STATED GOAL ->
Write out again only the lines running from the one that contains "If you would be willing to indicate the cream" to the end of the records below, including both the first and the last.

[START DATASET ROWS]

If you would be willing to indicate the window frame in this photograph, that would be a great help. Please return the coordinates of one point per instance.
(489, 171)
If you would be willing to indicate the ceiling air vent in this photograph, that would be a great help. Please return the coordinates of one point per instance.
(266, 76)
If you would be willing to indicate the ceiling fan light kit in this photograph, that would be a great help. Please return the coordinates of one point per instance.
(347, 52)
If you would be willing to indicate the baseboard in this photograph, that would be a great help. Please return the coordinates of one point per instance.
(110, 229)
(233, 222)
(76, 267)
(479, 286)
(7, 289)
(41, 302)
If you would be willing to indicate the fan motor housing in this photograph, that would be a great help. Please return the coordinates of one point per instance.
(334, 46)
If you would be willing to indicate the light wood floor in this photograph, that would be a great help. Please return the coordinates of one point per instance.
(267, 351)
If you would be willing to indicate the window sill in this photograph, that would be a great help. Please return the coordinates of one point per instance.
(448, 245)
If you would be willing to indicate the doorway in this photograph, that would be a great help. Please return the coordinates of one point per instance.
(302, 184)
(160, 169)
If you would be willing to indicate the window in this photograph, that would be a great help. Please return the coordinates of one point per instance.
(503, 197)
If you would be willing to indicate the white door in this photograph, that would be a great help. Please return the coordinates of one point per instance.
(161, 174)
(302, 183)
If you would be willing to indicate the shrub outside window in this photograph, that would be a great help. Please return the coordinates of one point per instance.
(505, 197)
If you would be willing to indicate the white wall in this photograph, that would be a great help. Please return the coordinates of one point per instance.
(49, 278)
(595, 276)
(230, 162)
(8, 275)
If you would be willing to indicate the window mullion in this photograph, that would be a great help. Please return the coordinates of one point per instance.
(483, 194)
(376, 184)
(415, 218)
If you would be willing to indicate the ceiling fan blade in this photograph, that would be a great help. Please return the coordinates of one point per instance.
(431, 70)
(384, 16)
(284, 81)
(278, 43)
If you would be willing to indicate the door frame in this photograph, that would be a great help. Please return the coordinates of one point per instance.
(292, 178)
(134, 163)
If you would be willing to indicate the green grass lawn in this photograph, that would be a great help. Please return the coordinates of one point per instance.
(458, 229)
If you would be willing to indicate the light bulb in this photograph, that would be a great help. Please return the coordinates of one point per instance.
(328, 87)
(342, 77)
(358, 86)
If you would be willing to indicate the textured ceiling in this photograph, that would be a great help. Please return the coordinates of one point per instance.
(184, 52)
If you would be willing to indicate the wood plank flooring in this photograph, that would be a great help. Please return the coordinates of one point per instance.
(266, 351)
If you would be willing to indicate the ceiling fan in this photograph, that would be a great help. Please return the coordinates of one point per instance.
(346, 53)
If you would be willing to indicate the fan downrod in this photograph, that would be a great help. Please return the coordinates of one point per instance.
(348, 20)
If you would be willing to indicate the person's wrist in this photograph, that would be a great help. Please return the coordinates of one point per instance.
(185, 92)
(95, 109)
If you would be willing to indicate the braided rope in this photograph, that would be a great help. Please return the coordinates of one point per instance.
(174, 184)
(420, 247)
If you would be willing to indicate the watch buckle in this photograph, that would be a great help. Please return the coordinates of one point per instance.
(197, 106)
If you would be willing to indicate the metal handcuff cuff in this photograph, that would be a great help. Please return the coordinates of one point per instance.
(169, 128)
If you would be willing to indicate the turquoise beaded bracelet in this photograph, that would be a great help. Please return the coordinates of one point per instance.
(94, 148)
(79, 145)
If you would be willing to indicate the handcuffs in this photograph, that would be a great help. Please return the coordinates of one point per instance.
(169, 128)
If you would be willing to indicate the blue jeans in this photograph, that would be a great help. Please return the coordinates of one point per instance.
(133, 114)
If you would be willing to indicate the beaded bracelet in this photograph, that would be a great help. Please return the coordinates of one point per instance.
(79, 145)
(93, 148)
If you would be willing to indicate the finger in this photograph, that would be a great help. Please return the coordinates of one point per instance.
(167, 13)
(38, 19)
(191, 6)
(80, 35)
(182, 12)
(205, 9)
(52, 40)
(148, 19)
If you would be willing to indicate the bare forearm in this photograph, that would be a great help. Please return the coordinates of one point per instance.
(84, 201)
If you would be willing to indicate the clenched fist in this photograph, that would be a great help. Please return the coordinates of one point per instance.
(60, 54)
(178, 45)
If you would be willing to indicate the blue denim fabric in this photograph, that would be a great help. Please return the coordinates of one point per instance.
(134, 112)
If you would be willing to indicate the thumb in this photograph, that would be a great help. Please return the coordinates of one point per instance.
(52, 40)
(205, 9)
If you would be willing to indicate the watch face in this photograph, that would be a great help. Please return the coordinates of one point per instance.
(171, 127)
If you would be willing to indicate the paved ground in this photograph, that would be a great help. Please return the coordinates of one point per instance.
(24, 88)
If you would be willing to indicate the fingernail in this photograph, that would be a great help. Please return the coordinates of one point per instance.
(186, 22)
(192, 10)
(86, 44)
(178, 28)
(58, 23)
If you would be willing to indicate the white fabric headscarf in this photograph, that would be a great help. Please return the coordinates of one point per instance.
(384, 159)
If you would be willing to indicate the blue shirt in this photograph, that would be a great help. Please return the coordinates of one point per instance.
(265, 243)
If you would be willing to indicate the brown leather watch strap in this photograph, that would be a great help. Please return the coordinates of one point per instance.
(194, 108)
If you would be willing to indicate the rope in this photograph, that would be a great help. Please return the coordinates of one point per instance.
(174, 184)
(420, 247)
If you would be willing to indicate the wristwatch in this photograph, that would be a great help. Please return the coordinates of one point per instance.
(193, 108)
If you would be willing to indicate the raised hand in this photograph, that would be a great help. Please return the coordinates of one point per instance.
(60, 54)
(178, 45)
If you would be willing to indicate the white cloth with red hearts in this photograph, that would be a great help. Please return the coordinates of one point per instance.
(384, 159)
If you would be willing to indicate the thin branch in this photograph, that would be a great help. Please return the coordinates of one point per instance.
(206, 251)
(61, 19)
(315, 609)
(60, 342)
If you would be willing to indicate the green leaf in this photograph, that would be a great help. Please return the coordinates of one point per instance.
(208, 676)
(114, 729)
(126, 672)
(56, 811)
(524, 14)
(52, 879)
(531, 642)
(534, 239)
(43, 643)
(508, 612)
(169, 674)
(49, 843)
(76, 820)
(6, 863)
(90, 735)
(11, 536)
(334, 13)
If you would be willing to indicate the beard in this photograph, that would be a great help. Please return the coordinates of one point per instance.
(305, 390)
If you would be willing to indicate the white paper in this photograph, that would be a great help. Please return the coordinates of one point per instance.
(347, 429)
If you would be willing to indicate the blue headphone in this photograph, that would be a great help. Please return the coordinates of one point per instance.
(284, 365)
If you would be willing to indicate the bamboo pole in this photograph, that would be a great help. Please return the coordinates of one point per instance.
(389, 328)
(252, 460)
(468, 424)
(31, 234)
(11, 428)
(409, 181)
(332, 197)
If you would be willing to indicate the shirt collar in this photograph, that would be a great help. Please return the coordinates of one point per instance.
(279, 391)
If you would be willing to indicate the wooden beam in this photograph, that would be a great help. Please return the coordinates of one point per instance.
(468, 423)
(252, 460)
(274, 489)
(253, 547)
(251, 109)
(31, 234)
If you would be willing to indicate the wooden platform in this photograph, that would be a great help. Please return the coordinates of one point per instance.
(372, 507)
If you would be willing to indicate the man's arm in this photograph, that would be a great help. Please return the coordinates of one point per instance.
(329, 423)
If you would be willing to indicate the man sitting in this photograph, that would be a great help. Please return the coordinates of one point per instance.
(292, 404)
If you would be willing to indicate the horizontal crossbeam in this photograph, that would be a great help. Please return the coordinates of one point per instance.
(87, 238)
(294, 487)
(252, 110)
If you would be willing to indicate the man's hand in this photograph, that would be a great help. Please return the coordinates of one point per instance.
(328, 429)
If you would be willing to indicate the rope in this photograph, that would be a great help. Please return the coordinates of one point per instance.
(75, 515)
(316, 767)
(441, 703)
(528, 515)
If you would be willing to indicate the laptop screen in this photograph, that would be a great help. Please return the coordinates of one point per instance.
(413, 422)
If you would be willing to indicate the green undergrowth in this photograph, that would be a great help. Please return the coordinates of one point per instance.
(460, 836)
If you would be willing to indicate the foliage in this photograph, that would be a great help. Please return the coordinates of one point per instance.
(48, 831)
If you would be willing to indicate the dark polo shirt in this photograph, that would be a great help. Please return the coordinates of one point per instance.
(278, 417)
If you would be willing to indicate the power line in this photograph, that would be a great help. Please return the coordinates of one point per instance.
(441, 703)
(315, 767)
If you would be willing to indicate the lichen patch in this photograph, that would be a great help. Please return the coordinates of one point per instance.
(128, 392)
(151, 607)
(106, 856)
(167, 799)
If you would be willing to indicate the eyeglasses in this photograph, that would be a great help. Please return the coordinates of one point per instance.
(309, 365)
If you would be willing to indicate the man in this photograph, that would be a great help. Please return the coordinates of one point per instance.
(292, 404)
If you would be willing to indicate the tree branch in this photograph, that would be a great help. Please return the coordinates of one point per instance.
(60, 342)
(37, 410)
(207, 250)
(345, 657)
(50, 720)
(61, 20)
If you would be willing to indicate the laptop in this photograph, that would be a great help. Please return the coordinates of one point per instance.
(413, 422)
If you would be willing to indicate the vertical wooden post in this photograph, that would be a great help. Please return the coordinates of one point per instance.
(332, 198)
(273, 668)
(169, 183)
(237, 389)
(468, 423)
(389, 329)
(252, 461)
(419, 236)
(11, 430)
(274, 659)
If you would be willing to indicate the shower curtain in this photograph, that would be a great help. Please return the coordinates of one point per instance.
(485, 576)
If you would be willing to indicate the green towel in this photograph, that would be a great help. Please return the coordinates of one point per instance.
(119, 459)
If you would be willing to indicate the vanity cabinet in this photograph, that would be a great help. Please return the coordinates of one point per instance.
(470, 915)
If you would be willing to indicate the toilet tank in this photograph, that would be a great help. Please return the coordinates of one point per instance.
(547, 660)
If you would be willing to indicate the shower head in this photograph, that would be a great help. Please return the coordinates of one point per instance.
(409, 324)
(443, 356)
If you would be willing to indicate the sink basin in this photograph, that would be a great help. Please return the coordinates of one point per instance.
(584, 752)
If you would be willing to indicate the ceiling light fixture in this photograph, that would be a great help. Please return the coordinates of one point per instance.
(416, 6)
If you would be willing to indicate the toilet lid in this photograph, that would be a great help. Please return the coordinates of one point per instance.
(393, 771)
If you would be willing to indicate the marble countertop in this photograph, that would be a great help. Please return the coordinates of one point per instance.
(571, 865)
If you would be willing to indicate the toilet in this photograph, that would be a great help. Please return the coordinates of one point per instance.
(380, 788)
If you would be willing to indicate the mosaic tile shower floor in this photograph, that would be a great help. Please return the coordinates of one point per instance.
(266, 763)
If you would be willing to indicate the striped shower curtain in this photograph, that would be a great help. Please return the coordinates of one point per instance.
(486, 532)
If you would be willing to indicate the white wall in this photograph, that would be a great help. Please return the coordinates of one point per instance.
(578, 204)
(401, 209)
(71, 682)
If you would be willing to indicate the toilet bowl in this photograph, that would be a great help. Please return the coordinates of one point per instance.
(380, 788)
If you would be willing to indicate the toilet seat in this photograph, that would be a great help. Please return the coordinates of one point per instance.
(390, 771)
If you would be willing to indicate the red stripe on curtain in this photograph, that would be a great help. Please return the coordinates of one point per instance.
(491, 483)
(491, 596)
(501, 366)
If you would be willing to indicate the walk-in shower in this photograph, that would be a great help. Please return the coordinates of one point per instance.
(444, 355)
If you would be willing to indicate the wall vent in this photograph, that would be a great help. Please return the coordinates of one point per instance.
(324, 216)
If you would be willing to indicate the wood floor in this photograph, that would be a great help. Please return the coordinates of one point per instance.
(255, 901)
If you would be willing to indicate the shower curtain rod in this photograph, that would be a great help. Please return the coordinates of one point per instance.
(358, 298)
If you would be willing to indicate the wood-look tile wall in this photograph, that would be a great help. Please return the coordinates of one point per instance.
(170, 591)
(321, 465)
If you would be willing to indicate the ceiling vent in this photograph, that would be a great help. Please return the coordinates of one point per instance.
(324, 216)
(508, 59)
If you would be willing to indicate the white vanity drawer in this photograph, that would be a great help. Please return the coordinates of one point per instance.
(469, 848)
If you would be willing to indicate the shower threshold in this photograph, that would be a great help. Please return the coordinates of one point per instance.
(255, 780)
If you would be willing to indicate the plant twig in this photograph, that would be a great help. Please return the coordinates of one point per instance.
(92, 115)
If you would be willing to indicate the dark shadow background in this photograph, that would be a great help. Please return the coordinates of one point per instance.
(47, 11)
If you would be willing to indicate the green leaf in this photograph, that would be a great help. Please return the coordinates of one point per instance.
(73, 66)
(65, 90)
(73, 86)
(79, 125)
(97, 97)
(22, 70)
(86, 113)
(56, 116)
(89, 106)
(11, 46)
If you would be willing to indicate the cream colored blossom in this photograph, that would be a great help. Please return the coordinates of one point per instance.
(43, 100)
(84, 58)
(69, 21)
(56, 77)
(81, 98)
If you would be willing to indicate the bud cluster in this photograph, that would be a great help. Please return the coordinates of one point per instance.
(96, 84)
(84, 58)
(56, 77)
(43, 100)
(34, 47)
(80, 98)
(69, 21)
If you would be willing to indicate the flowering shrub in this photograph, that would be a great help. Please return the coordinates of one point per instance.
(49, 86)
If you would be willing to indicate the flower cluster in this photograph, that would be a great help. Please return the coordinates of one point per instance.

[END DATASET ROWS]

OUTPUT OF THE EXERCISE ->
If you would be willing to indicate the cream colored blossom in this photograph, that would be a great help. Please return the coordinates of one point per instance.
(43, 100)
(84, 58)
(69, 21)
(56, 77)
(81, 98)
If you would be willing to indicate the bud cluster in this photograph, that would be a great help. Please return the coordinates of one point per instance.
(96, 84)
(84, 58)
(56, 77)
(43, 100)
(34, 47)
(80, 98)
(69, 21)
If you would be willing to indicate the flowering shrub in this photograph, that would be a great help. Please return the coordinates of one point per instance.
(49, 86)
If you would be willing to indicate the flower cluster in this photograph, that would be a great help. Please return the coordinates of one point per instance.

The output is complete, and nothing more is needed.